READING TEXT: Begin

The Slow Squeeze on America’s Workforce

It’s well known that the U.S. working-age population (ages 18–64) is barely growing—and that this stagnation will likely persist for at least the next decade. From 2017 onward, annual growth has slipped below 0.2%, a dramatic break from the 1–2% pace that characterized much of the 20th century. The chart shows why.

In the early 2000s, far more 17-year-olds were aging into prime-working age than 64-year-olds were aging out, adding nearly a full percentage point to labor-supply growth. In recent years, As the last Baby Boomers retire and the smaller Gen-Z cohorts replace them, that orange aging line essentially reaches zero.

The red migration line reflects an annual contribution of about 0.15 to 0.20 percentage points in the Census Bureau’s low-immigration scenario. Why focus on the “low” scenario?

This projection comes from the Census Bureau’s 2023 National Population Projections, which offer several immigration pathways. We chose the low-immigration variant to illustrate what could happen if U.S. policy shifts toward a more restrictive approach, similar to the Trump-era policies that sharply reduced refugee admissions and tightened border enforcement. Such a shift is plausible following the surge in undocumented immigration between 2022 and 2024.

The grey line tracing overall prime-age growth slides from more than 1% in 2000 to near-zero through 2035. Under present, low-immigration assumptions, the United States is entering a decade, or more, of flat or shrinking prime-age labor supply.

Chart 1

However, a much less reported, but perhaps more consequential, trend is underway beneath the surface.

The decline in the working-age population (ages 20–64) applies only to those without a college degree. In contrast, the number of working-age people with a bachelor’s degree has been rising consistently and steadily—and is projected to continue growing at 1–1.5% annually through at least 2035 (Charts 2 and 3).

Chart 2

Chart 3

Why? Because the rising generation of young adults is far more likely to hold a bachelor’s degree than the retiring cohorts they’re replacing. That compositional shift is reshaping labor supply, not just in size but in kind.

And it matters. People with a bachelor’s degree typically avoid blue-collar and manual services occupations, roles in transportation, production, construction, farming, maintenance and repair, food services, cleaning, security, personal care, and health support. As a result, the supply of available workers in those roles is shrinking, and will continue shrinking in the decade ahead.

READING TEXT: End
DATA TO EXAMINE: Begin

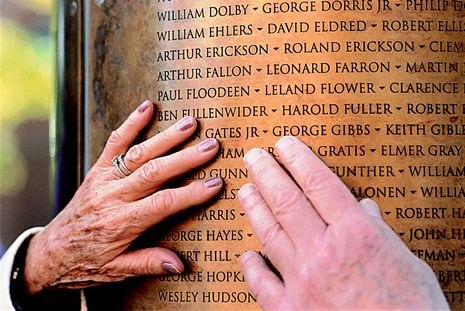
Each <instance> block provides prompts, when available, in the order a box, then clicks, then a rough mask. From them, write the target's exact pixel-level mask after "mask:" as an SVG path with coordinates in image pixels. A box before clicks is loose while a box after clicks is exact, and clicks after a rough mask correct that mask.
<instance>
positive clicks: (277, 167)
mask: <svg viewBox="0 0 465 311" xmlns="http://www.w3.org/2000/svg"><path fill="white" fill-rule="evenodd" d="M276 148H277V150H278V153H279V156H280V159H281V160H282V163H283V165H284V167H285V168H286V169H287V172H286V171H285V170H284V169H283V168H282V167H281V166H280V165H279V164H278V163H277V162H276V161H275V160H274V159H273V158H272V157H271V156H270V155H269V154H268V153H267V152H265V151H264V150H261V149H253V150H252V151H249V152H248V153H247V154H246V156H245V158H244V160H245V163H246V167H247V169H248V170H249V172H250V175H251V176H252V178H253V180H254V184H248V185H245V186H244V187H242V189H241V191H240V192H239V198H240V201H241V204H242V206H243V207H244V210H245V212H246V214H247V217H248V219H249V221H250V223H251V225H252V227H253V229H254V231H255V233H256V236H257V238H258V240H259V241H260V242H261V244H262V245H263V248H264V250H265V252H266V254H267V255H268V257H269V259H270V261H271V263H272V264H273V265H274V267H275V268H276V269H277V271H279V272H280V276H278V275H276V274H275V273H274V272H273V271H272V270H271V269H270V268H269V267H268V265H267V264H266V262H265V261H264V260H263V259H262V257H261V256H260V255H259V254H258V253H254V252H248V253H246V254H245V255H243V257H242V268H243V273H244V276H245V279H246V281H247V283H248V284H249V286H250V288H251V290H252V292H253V293H255V295H256V297H257V301H258V302H259V303H260V305H261V306H262V307H263V309H265V310H341V309H344V310H394V309H395V310H399V309H410V310H412V309H416V310H447V309H448V306H447V302H446V299H445V297H444V294H443V293H442V291H441V288H440V287H439V283H438V281H437V280H436V277H435V275H434V273H433V271H432V269H431V268H430V267H429V266H428V265H427V264H426V263H425V262H423V261H421V260H420V259H419V258H417V257H416V256H415V255H413V254H412V253H411V252H410V251H409V249H408V248H407V247H406V246H405V244H404V243H403V242H402V240H401V239H399V238H398V237H397V236H396V234H395V233H394V232H393V231H392V230H391V228H389V226H388V225H387V224H386V223H385V222H384V221H383V219H382V218H381V213H380V210H379V207H378V205H377V204H376V203H375V202H374V201H371V200H368V199H366V200H364V201H362V202H360V203H359V202H358V201H357V200H356V199H355V197H354V196H353V195H352V194H351V193H350V191H349V189H348V188H347V187H346V186H345V185H344V184H343V183H342V182H341V180H340V179H338V178H337V177H336V175H334V174H333V173H332V172H331V171H330V169H329V168H328V167H327V166H326V165H325V164H324V163H323V162H322V161H320V160H319V159H318V158H317V157H316V156H315V154H314V153H313V152H312V151H311V150H310V149H309V148H308V147H307V146H306V145H305V144H303V143H302V142H301V141H299V140H298V139H296V138H293V137H284V138H282V139H280V140H279V141H278V143H277V144H276ZM288 173H289V174H290V175H291V176H292V177H291V176H289V175H288Z"/></svg>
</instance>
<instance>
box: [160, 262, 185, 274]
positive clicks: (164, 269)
mask: <svg viewBox="0 0 465 311" xmlns="http://www.w3.org/2000/svg"><path fill="white" fill-rule="evenodd" d="M161 267H162V269H163V270H164V271H165V272H167V273H172V274H181V271H179V269H178V268H176V266H175V265H173V264H172V263H169V262H164V263H162V264H161Z"/></svg>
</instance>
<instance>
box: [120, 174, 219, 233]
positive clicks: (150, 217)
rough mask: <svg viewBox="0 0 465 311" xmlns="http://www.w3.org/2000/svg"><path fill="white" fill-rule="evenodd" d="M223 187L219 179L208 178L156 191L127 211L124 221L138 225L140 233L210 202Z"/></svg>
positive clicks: (214, 178) (132, 205) (130, 207)
mask: <svg viewBox="0 0 465 311" xmlns="http://www.w3.org/2000/svg"><path fill="white" fill-rule="evenodd" d="M222 186H223V181H222V180H221V178H217V177H214V178H209V179H206V180H204V181H203V182H194V183H191V184H189V185H187V186H184V187H180V188H176V189H166V190H162V191H158V192H156V193H154V194H152V195H151V196H149V197H147V198H144V199H142V200H140V201H137V202H135V203H134V204H132V205H131V206H130V208H128V209H127V216H124V217H125V218H126V221H130V223H136V224H138V226H139V228H140V232H143V231H145V230H146V229H148V228H150V227H152V226H153V225H155V224H157V223H159V222H160V221H162V220H163V219H165V218H166V217H168V216H171V215H173V214H176V213H178V212H180V211H182V210H184V209H186V208H188V207H191V206H195V205H200V204H203V203H205V202H208V201H209V200H211V199H212V198H213V197H214V196H215V195H216V194H218V192H219V191H220V190H221V188H222Z"/></svg>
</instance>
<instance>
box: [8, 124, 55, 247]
mask: <svg viewBox="0 0 465 311" xmlns="http://www.w3.org/2000/svg"><path fill="white" fill-rule="evenodd" d="M48 128H49V123H48V121H46V120H29V121H27V122H24V123H21V124H20V125H19V126H18V127H17V129H16V139H17V143H18V148H19V150H20V152H21V154H22V156H23V158H24V161H25V165H26V169H27V172H28V177H27V181H26V184H25V186H24V188H23V189H22V190H21V191H19V192H18V193H17V194H16V195H15V196H2V197H0V206H1V215H2V217H1V225H0V230H1V234H0V236H1V243H2V244H3V247H5V248H8V246H9V245H10V244H11V243H12V242H13V241H14V240H15V239H16V237H18V235H19V234H21V232H23V231H24V230H25V229H28V228H31V227H35V226H43V225H45V224H47V223H48V222H49V221H50V219H51V217H52V208H51V204H50V157H49V132H48ZM10 173H11V174H15V172H10ZM1 248H2V247H1V246H0V252H2V250H1ZM0 254H1V253H0Z"/></svg>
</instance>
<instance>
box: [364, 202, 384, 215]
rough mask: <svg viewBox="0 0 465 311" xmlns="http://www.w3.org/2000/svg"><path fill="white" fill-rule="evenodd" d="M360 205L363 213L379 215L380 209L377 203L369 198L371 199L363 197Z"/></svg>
mask: <svg viewBox="0 0 465 311" xmlns="http://www.w3.org/2000/svg"><path fill="white" fill-rule="evenodd" d="M360 205H361V206H362V208H363V210H364V211H365V213H367V214H368V215H371V216H373V217H381V211H380V209H379V206H378V204H377V203H376V202H375V201H373V200H371V199H363V200H362V201H360Z"/></svg>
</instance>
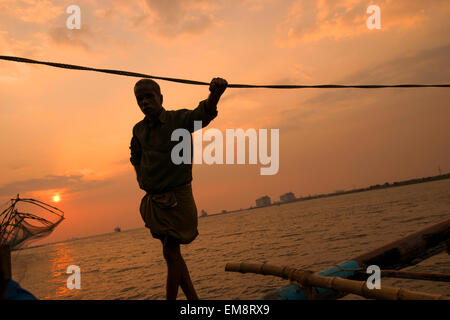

DATA TO EXAMINE: End

Please rewrite the workforce article between "The red migration" and "prime-age labor supply.", inclusive, putting "reduced-immigration" wherever "low-immigration" appears.

The red migration line reflects an annual contribution of about 0.15 to 0.20 percentage points in the Census Bureau’s reduced-immigration scenario. Why focus on the “low” scenario?

This projection comes from the Census Bureau’s 2023 National Population Projections, which offer several immigration pathways. We chose the reduced-immigration variant to illustrate what could happen if U.S. policy shifts toward a more restrictive approach, similar to the Trump-era policies that sharply reduced refugee admissions and tightened border enforcement. Such a shift is plausible following the surge in undocumented immigration between 2022 and 2024.

The grey line tracing overall prime-age growth slides from more than 1% in 2000 to near-zero through 2035. Under present, reduced-immigration assumptions, the United States is entering a decade, or more, of flat or shrinking prime-age labor supply.